[Problem description] Set down the data again in full, keeping every line exactly as it is.

#### Provided entries ####

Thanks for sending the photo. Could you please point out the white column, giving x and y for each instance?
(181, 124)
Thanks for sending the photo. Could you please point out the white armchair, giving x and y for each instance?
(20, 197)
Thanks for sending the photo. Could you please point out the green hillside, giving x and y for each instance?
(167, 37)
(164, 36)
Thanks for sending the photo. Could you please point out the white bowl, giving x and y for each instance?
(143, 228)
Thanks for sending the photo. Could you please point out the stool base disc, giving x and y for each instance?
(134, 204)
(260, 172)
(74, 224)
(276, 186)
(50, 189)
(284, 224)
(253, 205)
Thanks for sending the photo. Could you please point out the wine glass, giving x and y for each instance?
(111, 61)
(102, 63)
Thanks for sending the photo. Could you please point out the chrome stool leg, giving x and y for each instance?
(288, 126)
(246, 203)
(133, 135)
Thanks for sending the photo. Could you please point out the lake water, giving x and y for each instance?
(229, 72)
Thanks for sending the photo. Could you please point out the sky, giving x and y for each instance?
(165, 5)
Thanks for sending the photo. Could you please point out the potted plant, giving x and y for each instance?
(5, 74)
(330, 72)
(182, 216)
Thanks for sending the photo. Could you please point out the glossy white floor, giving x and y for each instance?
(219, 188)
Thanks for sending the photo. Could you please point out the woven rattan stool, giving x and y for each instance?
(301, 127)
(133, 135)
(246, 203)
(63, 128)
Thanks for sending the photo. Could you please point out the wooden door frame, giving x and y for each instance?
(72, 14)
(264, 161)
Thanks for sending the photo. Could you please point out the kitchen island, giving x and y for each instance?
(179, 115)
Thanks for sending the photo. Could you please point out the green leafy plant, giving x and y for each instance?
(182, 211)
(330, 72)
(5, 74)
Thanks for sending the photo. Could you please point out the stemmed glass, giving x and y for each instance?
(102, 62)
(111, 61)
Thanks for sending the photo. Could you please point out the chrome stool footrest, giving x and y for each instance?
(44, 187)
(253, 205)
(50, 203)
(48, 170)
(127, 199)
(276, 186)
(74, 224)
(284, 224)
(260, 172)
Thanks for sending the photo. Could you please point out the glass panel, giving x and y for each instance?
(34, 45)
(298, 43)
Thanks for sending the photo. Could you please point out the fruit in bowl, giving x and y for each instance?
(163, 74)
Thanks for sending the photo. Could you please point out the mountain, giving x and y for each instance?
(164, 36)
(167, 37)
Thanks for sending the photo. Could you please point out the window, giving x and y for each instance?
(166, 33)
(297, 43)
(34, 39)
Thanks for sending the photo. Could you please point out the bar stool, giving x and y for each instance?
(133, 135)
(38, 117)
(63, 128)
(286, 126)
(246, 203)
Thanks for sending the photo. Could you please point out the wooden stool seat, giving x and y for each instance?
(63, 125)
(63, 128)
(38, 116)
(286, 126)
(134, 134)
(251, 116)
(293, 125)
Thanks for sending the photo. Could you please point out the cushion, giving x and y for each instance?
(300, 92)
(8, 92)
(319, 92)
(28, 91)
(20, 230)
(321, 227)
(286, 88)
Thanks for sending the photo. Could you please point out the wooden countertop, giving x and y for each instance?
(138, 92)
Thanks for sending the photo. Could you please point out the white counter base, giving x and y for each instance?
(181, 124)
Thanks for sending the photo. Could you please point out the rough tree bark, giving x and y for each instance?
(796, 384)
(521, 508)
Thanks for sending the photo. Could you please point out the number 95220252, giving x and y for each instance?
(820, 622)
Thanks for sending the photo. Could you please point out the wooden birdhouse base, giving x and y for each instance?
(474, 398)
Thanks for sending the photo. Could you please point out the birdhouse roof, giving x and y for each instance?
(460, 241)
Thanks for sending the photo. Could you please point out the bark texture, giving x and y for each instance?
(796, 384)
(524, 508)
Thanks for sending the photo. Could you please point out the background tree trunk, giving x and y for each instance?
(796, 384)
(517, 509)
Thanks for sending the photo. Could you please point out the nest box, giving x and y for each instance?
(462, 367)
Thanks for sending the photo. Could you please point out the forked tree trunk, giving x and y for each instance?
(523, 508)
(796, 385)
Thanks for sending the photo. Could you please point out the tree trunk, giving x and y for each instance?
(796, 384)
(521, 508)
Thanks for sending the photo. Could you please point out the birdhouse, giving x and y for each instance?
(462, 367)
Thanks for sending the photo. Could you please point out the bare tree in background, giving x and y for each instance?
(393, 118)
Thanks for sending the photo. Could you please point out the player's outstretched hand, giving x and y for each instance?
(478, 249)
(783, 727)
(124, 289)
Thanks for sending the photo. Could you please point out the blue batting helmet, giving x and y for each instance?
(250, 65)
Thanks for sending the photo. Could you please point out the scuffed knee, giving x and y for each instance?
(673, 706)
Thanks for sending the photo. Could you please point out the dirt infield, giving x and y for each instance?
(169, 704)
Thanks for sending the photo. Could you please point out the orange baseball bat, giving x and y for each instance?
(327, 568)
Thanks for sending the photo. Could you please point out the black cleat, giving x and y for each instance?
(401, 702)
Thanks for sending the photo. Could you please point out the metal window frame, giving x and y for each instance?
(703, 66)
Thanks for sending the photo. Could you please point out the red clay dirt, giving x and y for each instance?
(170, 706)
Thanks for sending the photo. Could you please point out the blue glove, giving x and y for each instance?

####

[Solution to this task]
Thanks for sending the photo. Could you please point out the white column, giving x and y for each instance?
(181, 124)
Thanks for sending the photo. Could you please point out the white armchair, giving x and y for each instance?
(20, 197)
Thanks for sending the photo. Could you please point out the green hillside, giving x and y for each instance?
(167, 37)
(164, 36)
Thanks for sending the photo. Could you please point out the white bowl, giving x and y for each instance?
(143, 228)
Thanks for sending the photo. Could you please point out the stool base disc, giving x and y for each instance?
(134, 204)
(260, 172)
(74, 224)
(276, 186)
(50, 189)
(284, 224)
(253, 205)
Thanks for sending the photo. Could you please point out the wine glass, giving x and y for each instance?
(111, 61)
(102, 63)
Thanks for sending the photo. Could you please point out the chrome stool leg, giving x and y for each instance?
(288, 126)
(246, 203)
(133, 135)
Thanks for sending the photo. Could you please point out the lake water, giving x and y for each instance?
(229, 72)
Thanks for sending the photo. Could you please point out the sky, giving x and y for each instance?
(165, 5)
Thanks for sending the photo. Could you please point out the potted plant, giving x and y for each instance?
(5, 74)
(330, 72)
(182, 216)
Thanks for sending the photo. Could you please point out the glossy white floor, giving x and y for each instance?
(219, 188)
Thanks for sending the photo. Could you please point out the woven rattan stool, giving x and y for each instance?
(301, 127)
(133, 135)
(246, 203)
(63, 128)
Thanks for sending the photo. Could you please point out the wooden door frame, giving x and y for each instance?
(72, 14)
(264, 161)
Thanks for sending the photo. Could you please point out the kitchen island, giving x and y for each instance?
(179, 115)
Thanks for sending the photo. Could you please point out the green leafy plant, giving x and y for each instance?
(182, 211)
(330, 72)
(5, 74)
Thanks for sending the photo. Could you please point out the stemmed glass, giving x and y for each instance?
(102, 62)
(111, 61)
Thanks for sending the photo. Could you please point out the chrome stool footrest, giving x and y for each instance?
(44, 187)
(253, 205)
(50, 203)
(48, 170)
(127, 199)
(276, 186)
(74, 224)
(284, 224)
(260, 172)
Thanks for sending the photo. Could you please point out the glass panel, giving x and y for each instance?
(34, 45)
(298, 43)
Thanks for sending the photo. Could you please point out the fruit in bowl, giving x and y for each instance?
(163, 74)
Thanks for sending the photo. Could you please point out the mountain, giving x and y for each instance?
(164, 36)
(167, 37)
Thanks for sending the photo. Could you please point out the window, giving x and y for each instance?
(166, 33)
(297, 43)
(34, 39)
Thanks for sending the photo. Could you please point out the bar stool, giving x and y for each instance?
(133, 135)
(38, 117)
(63, 128)
(286, 126)
(246, 203)
Thanks for sending the photo. Could you please point out the wooden stool seat, giving x and y for each instance?
(63, 125)
(63, 128)
(38, 116)
(286, 126)
(134, 134)
(251, 116)
(293, 125)
Thanks for sending the photo. Could you please point out the cushion, giving x and y for each instance?
(300, 92)
(8, 92)
(319, 92)
(28, 91)
(20, 230)
(321, 227)
(286, 88)
Thanks for sending the photo. Could you please point out the wooden countertop, giving x and y for each instance?
(138, 92)
Thanks for sending the photo. Could you please point out the white counter base, giving x and y for each instance?
(181, 124)
Thanks for sending the photo. Could you please point out the rough tree bark, giving x and y for each instance?
(796, 384)
(521, 508)
Thanks for sending the photo. Could you please point out the number 95220252, giving x and y for each instance?
(820, 622)
Thanks for sending the photo. Could you please point out the wooden birdhouse base, giving x and y for each instance?
(474, 398)
Thanks for sending the photo. Could you please point out the birdhouse roof, giving x and y for each instance?
(460, 241)
Thanks for sending the photo. Could you please point out the bark texture, giving x and y for each instance?
(796, 384)
(524, 508)
Thanks for sending the photo. Could you please point out the background tree trunk, giving x and y for each instance?
(796, 384)
(517, 509)
Thanks for sending the photo. Could you please point out the nest box, giving x and y for each instance?
(462, 367)
Thanks for sending the photo. Could you please point out the forked tree trunk, giving x and y for each instance?
(523, 508)
(796, 385)
Thanks for sending the photo. Could you please point out the tree trunk, giving x and y for each instance?
(796, 384)
(521, 508)
Thanks for sending the photo. Could you please point out the birdhouse, giving x and y for each instance?
(462, 367)
Thanks for sending the photo. Could you please point out the bare tree in background, giving x and y for each instance?
(393, 118)
Thanks for sending the photo. Could you please point out the player's outstretched hand, giving x and y for each instance?
(478, 249)
(783, 727)
(124, 289)
Thanks for sending the photo. Could you please point out the blue batting helmet, giving x and y for each instance?
(250, 65)
Thanks for sending the photo. Could you please point out the scuffed knee, giving x and y for each instance?
(673, 706)
Thanks for sending the photo. Could you please point out the dirt infield, giving x and y for each instance?
(169, 704)
Thanks for sending the photo. Could you please point out the orange baseball bat, giving x and y for each instance?
(327, 568)
Thanks for sending the photo. Could you please point out the black cleat, giving x and y for each instance?
(401, 702)
Thanks for sending the photo. Could you please point out the metal window frame, giving x and y for each instance?
(703, 66)
Thanks for sending the photo. Could you please point out the red clay dirt, giving x and y for each instance?
(170, 706)
Thanks for sending the photo. Could you please point out the blue glove, giving x and y for each instance?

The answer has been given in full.